## Page extract
++++++++

Finally, because the pot is there on the left I want to show you this lone tomato I’m very excited about!


EDIT 6/20: I’ve come back to this post to include a nighttime shot of my new solar string lights. They don’t reach the ground on either side but I DID hang them evenly at any rate; the right side is blocked by plants.




So now that it’s fall…let’s still talk about summer!

Now that it’s Officially Fall you might think I’d write a fall-inspired type post. You’d be wrong. I still have a few pieces of summer show-and-tell that I hadn’t got to. And I really want to!

Earlier in the summer I bought my first solar string lights from Amazon for a few dollars. I put them on my seasonal screen tent and have loved them ever since. The photo doesn’t do them justice but here they are. They are so fun! Very colorful at night. They turn on as if someone flipped a switch (I try to “catch” them going on sometimes).



A few flowers have continued beautifully into September.



Thunbergia vine (an annual) took all summer to get “going” but it’s so sweet now




Today. Morning Glory vine I grew from Dollar Tree seeds. How great is that?


Morning Glory flower


Best view is from above


Moving on… A few photos from when the “fair” came to town Labor Day weekend.


I have never had deep-fried food like this. I thought I might try something – a deep fried Oreo perhaps – just once for the novelty but they were $5! And I said hell no.


This did not look like a seat on which you would be doing either.


I love merry-go-rounds/carousels. Yep I paid my $3 and rode it but it was too slow and kind of boring.




I saw a squirrel run up this tall tree stump to get away from the fair commotion. Top left.

++++++++

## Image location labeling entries
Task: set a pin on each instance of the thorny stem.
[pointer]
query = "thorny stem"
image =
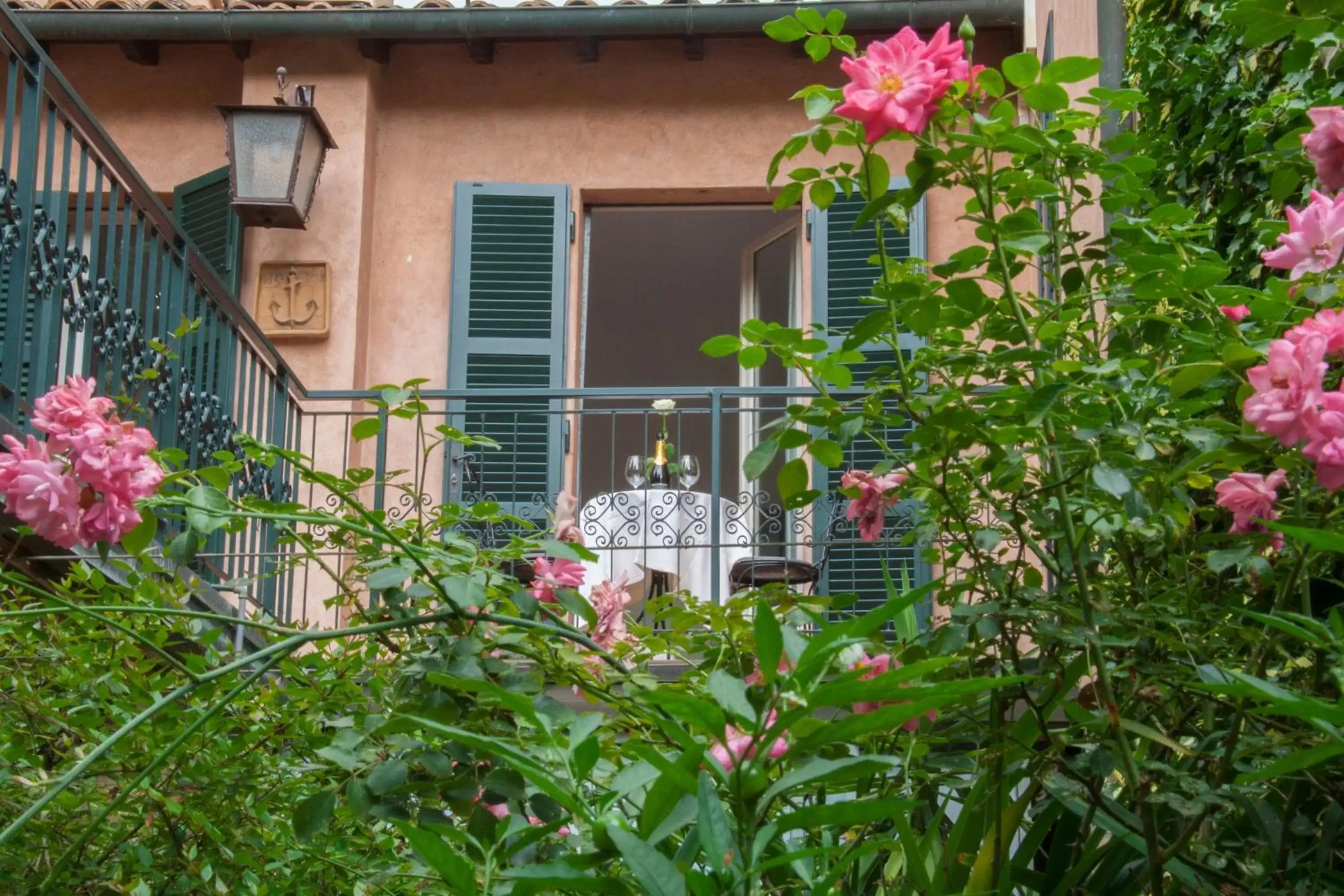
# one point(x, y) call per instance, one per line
point(283, 648)
point(154, 766)
point(1107, 691)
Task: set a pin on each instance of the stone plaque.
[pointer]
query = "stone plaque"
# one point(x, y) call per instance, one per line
point(293, 300)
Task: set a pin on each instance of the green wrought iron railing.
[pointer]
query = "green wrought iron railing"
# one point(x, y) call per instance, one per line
point(97, 280)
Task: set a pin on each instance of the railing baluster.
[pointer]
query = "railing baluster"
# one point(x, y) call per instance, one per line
point(21, 269)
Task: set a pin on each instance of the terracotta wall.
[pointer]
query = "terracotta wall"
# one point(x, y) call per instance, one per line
point(162, 117)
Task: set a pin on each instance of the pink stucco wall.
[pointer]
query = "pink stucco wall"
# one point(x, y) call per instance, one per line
point(642, 121)
point(163, 117)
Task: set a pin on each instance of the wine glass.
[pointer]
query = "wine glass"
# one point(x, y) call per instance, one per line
point(635, 470)
point(689, 470)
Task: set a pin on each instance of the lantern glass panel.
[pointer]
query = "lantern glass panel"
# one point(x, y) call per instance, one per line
point(265, 144)
point(310, 163)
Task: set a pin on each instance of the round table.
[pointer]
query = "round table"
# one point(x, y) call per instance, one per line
point(667, 531)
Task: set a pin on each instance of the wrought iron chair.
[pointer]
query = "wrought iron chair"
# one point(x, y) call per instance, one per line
point(758, 571)
point(488, 534)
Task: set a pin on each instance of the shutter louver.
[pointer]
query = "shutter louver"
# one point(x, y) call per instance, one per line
point(510, 253)
point(203, 209)
point(844, 273)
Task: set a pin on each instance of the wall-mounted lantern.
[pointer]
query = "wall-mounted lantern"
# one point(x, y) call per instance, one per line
point(276, 155)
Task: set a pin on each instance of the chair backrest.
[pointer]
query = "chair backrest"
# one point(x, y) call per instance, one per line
point(474, 492)
point(835, 521)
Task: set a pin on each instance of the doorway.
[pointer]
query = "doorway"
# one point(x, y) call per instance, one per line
point(660, 281)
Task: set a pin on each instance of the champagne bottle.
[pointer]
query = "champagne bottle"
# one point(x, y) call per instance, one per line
point(660, 477)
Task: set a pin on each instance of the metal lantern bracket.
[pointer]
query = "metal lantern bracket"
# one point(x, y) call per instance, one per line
point(292, 209)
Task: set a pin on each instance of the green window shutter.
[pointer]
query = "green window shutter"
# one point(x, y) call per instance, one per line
point(507, 332)
point(203, 209)
point(39, 334)
point(844, 272)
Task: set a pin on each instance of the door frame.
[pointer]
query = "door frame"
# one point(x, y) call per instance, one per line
point(749, 308)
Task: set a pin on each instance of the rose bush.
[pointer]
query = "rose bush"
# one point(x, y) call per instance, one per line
point(1128, 473)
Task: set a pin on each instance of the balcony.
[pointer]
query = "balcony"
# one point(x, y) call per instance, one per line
point(97, 279)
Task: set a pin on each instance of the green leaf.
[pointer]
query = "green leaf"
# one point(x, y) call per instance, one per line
point(207, 508)
point(844, 814)
point(312, 814)
point(389, 775)
point(1285, 182)
point(542, 778)
point(389, 577)
point(217, 476)
point(732, 694)
point(1219, 560)
point(142, 536)
point(823, 193)
point(721, 346)
point(340, 755)
point(1295, 761)
point(1191, 377)
point(439, 855)
point(558, 878)
point(1046, 97)
point(820, 770)
point(1069, 70)
point(655, 871)
point(1043, 400)
point(1111, 480)
point(811, 19)
point(576, 603)
point(769, 640)
point(875, 178)
point(827, 453)
point(182, 548)
point(361, 801)
point(785, 30)
point(792, 478)
point(366, 429)
point(1318, 539)
point(1022, 69)
point(721, 849)
point(1027, 244)
point(752, 357)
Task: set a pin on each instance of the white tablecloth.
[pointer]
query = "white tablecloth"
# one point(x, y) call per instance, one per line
point(664, 531)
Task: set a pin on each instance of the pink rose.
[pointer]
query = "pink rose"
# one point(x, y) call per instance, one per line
point(566, 524)
point(611, 599)
point(898, 82)
point(1327, 323)
point(1327, 444)
point(69, 412)
point(1326, 146)
point(554, 574)
point(870, 508)
point(39, 492)
point(757, 679)
point(1314, 241)
point(1250, 497)
point(108, 519)
point(1288, 389)
point(738, 746)
point(874, 667)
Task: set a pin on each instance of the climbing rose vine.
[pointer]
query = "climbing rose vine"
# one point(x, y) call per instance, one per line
point(81, 485)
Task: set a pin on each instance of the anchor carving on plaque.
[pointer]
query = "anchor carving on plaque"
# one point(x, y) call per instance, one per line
point(292, 299)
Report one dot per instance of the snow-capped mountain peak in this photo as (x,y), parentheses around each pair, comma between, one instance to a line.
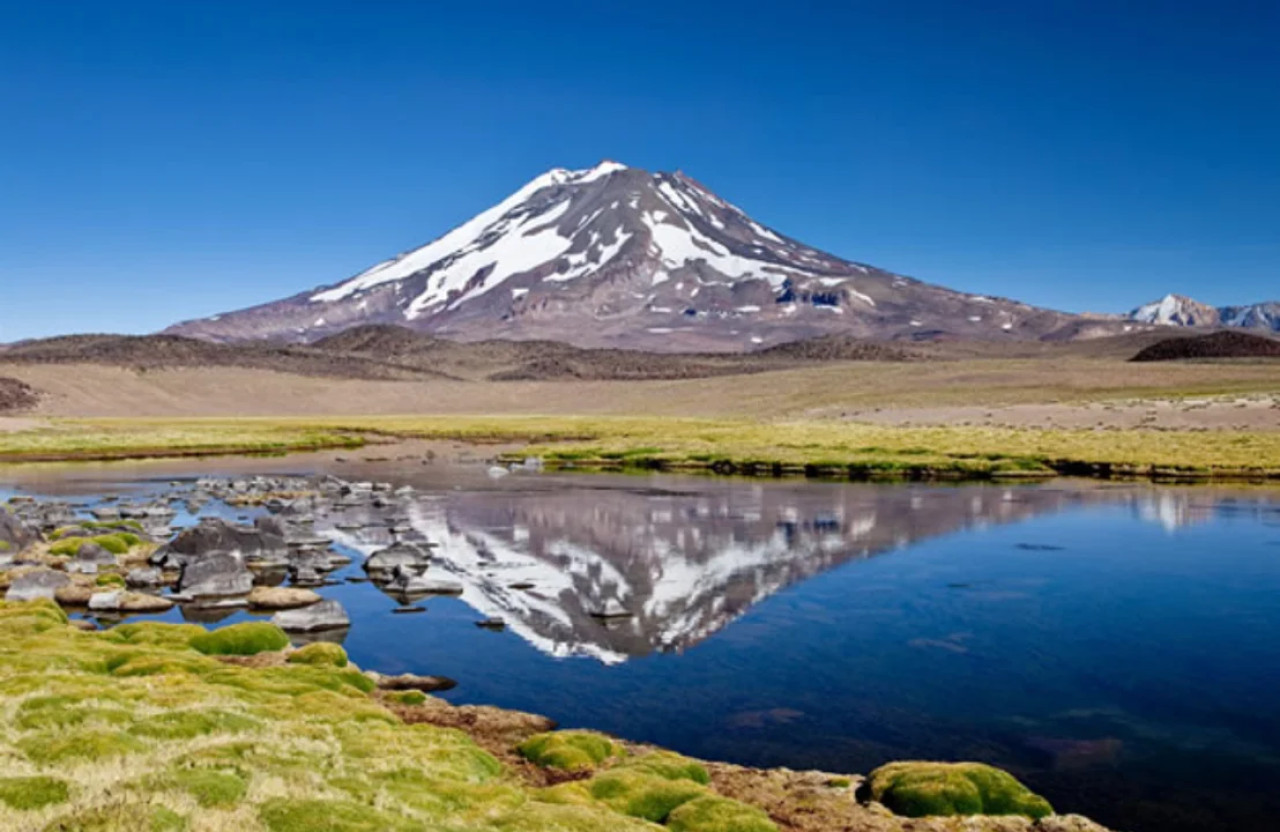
(617,256)
(1176,310)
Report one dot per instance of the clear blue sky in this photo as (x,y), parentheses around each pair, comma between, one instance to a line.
(168,160)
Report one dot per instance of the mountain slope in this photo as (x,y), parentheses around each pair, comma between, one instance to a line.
(615,256)
(1176,310)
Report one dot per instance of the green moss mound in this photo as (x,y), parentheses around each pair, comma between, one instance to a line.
(211,789)
(132,817)
(31,792)
(118,543)
(319,653)
(188,725)
(718,814)
(641,795)
(53,748)
(330,816)
(155,634)
(243,639)
(567,750)
(918,790)
(97,525)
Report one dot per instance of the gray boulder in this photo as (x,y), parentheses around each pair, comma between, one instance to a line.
(91,553)
(32,585)
(263,543)
(122,600)
(215,575)
(14,534)
(328,615)
(383,563)
(408,581)
(149,576)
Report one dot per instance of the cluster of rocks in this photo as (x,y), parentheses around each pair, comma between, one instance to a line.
(270,563)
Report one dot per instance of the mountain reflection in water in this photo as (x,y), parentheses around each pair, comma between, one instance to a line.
(684,563)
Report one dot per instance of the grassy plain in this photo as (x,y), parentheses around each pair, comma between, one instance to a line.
(970,416)
(132,730)
(827,447)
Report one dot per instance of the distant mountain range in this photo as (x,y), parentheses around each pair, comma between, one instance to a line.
(615,256)
(1176,310)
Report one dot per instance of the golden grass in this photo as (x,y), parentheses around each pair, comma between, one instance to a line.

++++++++

## Tasks
**A.** According to the blog post, how much did the writer pay to ride the merry-go-round at the fair?
**B.** Pick out every line of the entries that contains the string "terracotta". Matching is case-sensitive.
The blog post and the entries have nothing to do with each other.

## Solutions to the exercise
**A.** $3

**B.**
Task: set a pin on each instance of the terracotta wall.
query = "terracotta wall"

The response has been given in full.